EXERCISES TO COMPLETE:
A – Answer these questions from the article on virtualization for disaster recovery:
(i) Which company supplies the virtualization technology that Teradyne uses?
(ii) How much does Teradyne save each year in DR contract services?
(iii) Of which company was Ariel Silverstone formerly CISO?
B – Copy the article from "Virtualisation enables companies" up to and including "case of disasters.", renaming "blade servers" to "standby servers".

PAGE:
────────

For many organisations, server virtualisation has become a key compnent of the DR strategy, because it enables greater flexibility with computing resources.
"Virtualisation has the potential to speed up the implementation of a disaster recovery strategy and the actual recovery in case of a disaster," says Ariel Silverstone, an independent information security consultant and former CISO of Expedia, who blogs at www.ArielSilverstone.com.
"It also has the ability to make disaster recovery more of an IT function rather than a corporate audit-type function," Silverstone says. "If you have the right policies and processes in place, [with virtualisation] disaster recovery can become part of automatically deploying any server."
Virtualisation enables companies to create an image of an entire data center that can be quickly activated - in part or in whole - when needed, at a relatively low cost, Silverstone says.
For Teradyne Inc., a North Reading, Mass., supplier of test equipment for electronic systems, virtualisation has been an enabler for a much improved DR capability, says Chuck Ciali, CIO.
"We have leveraged virtualization for DR significantly," Ciali says. Using virtualization technology from VMware, Teradyne can seamlessly fail over to redundant blade servers in the case of hardware problems. It can also use the technology to move workloads from its commercial data center to its research and development data center in case of disasters.
"This has taken our recovery time from weeks [or] days under our former tape-based model to hours for critical workloads," and saves $300,000 per year in DR contract services, Ciali says.
Marist College has deployed virtualization, and one of the benefits is avoiding systems unavailability. "We do all we can to avoid any event that would cause users dissatisfaction, loss of access or loss of functionality," Thirsk says. "To do so, we utilise massive virtualisation of our processors, our network topology and our storage."
Because Marist IT can now provide a virtual server, virtual network and spin out storage, "our systems assurance activities move along at a very rapid rate," Thirsk says.
"If at any point of testing something goes horribly wrong, we can decide to trash it and start over or continue forward, all without much trouble at all on the system side."
On the whole, server virtualization has made DR a lot easier, Dines says. "Because virtual machines are much more portable than physical machines and they can be easily booted on disparate hardware, a lot of companies are using virtualization as a critical piece of their recovery efforts," she says.
There are lots of offerings in the market that can perform tasks such as automating rapid virtual machine rebooting, replicating virtual machines at the hypervisor layer with heterogeneous storage, and turning backups of physical or virtual machines into bootable virtual machines, Dines says.
"Ultimately, virtualisation means companies can get a faster RTO [recovery time objective] for less money," she says.
On the downside, the popularity of virtualisation has led to virtual machine sprawl at many organizations, which can make DR more complex. "Companies have the [virtualization] structure in place that gives them the ability to create many more images, including some they do not even know about or plan for," Silverstone says. "And they can do so very quickly."
Another potential negative is that virtualisation might give organizations a false sense of security. "People may fail to plan properly for disaster recovery, assuming that everything will be handled by virtualization," Silverstone says. "There are certain machines that for various reasons are not likely to be virtualized, so using virtualization does not replace the need for proper disaster recovery planning and testing."

────────

(Excerpt from a dataset)
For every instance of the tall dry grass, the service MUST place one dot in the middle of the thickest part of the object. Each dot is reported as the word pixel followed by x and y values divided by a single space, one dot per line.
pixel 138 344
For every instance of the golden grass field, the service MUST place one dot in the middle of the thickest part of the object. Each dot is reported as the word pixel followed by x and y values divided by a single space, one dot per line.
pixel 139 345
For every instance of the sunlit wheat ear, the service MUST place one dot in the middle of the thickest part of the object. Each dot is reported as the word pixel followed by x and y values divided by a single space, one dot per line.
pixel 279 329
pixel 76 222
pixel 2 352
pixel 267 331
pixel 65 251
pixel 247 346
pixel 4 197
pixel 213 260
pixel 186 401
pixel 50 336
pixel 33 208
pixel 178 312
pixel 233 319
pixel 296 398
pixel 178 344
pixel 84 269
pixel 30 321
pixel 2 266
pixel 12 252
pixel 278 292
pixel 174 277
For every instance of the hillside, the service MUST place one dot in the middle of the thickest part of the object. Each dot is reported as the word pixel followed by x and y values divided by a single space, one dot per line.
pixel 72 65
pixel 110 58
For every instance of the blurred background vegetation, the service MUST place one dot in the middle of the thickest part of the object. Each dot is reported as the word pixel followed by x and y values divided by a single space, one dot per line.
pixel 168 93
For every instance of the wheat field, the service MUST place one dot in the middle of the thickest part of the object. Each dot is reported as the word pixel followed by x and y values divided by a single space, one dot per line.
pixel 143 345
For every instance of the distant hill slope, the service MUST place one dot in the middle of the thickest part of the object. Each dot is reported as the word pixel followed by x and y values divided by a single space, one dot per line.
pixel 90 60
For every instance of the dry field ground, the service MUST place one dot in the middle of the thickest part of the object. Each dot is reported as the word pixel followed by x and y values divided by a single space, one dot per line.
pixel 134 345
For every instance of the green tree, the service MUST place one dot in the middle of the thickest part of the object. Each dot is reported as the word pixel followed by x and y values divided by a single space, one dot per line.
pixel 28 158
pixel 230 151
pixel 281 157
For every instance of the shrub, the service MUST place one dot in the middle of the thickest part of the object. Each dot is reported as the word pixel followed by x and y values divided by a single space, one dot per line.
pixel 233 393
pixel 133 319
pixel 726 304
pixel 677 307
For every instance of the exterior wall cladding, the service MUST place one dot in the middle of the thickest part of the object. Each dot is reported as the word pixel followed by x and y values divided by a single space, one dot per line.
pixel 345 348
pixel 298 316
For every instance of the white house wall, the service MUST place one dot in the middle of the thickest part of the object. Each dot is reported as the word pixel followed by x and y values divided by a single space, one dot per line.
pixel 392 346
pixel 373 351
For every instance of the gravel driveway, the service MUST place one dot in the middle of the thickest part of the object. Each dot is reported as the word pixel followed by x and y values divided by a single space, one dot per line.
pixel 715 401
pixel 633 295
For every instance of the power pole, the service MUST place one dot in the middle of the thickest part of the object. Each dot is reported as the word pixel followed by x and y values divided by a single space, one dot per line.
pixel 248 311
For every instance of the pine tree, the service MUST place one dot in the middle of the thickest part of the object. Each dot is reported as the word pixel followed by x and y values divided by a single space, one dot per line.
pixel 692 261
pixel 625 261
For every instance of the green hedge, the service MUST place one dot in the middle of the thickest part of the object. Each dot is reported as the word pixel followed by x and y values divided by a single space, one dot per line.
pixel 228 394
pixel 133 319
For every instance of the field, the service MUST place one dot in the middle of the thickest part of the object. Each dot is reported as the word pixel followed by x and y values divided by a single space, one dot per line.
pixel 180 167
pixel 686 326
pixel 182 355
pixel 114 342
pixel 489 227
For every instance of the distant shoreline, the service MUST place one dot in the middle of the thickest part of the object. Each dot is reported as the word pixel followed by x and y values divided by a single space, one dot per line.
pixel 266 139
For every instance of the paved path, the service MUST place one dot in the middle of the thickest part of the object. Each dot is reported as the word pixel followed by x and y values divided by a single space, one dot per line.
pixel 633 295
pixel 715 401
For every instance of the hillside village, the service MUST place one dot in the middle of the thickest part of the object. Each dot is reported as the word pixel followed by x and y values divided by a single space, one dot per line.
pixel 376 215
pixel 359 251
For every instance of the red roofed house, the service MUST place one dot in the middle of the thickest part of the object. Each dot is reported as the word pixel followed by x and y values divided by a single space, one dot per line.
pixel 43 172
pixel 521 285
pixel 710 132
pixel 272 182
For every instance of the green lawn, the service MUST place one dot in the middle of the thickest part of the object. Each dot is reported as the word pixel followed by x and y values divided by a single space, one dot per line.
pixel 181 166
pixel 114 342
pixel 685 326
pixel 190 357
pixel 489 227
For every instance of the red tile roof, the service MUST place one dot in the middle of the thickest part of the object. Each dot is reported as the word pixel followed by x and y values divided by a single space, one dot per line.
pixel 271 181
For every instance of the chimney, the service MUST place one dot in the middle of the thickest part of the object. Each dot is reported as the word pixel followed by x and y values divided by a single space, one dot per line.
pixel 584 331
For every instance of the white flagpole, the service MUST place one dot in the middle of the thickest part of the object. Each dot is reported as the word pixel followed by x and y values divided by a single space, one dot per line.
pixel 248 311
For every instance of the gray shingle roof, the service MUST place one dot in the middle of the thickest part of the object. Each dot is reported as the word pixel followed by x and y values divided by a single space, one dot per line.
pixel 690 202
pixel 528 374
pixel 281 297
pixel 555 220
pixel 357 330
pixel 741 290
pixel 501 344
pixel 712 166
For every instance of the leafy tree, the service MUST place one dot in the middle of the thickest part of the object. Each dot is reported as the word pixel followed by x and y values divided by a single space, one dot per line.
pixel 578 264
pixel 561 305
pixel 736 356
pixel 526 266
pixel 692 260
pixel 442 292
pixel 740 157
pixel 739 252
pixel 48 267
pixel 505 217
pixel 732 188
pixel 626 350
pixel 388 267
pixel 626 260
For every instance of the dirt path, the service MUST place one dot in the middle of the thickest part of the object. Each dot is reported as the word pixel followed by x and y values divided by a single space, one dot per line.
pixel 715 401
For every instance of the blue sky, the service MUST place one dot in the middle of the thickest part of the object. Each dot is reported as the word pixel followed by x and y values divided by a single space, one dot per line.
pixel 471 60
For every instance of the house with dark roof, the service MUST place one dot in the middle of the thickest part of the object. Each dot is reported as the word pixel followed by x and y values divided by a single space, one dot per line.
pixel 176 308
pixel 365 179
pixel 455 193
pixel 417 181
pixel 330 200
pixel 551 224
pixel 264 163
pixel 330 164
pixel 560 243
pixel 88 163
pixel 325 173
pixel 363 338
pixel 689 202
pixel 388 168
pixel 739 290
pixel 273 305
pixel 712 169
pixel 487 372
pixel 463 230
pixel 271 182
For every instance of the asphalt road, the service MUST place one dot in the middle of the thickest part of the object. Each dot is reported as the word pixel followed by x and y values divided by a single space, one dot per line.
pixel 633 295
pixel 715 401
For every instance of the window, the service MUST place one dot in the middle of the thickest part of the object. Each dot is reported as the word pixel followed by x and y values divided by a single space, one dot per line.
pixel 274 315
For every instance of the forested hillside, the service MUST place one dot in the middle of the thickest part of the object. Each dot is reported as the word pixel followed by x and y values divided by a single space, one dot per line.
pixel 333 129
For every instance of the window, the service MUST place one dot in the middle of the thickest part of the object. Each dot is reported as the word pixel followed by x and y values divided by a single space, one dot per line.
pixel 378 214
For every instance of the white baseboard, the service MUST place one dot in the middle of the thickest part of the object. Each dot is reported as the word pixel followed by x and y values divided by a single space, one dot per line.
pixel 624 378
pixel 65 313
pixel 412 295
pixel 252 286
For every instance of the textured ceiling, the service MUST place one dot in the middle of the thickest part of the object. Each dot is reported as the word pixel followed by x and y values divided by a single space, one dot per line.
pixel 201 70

────────

CORRECT ANSWERS:
A –
(i) VMware
(ii) $300,000
(iii) Expedia

B –
Virtualisation enables companies to create an image of an entire data center that can be quickly activated - in part or in whole - when needed, at a relatively low cost, Silverstone says.
For Teradyne Inc., a North Reading, Mass., supplier of test equipment for electronic systems, virtualisation has been an enabler for a much improved DR capability, says Chuck Ciali, CIO.
"We have leveraged virtualization for DR significantly," Ciali says. Using virtualization technology from VMware, Teradyne can seamlessly fail over to redundant standby servers in the case of hardware problems. It can also use the technology to move workloads from its commercial data center to its research and development data center in case of disasters.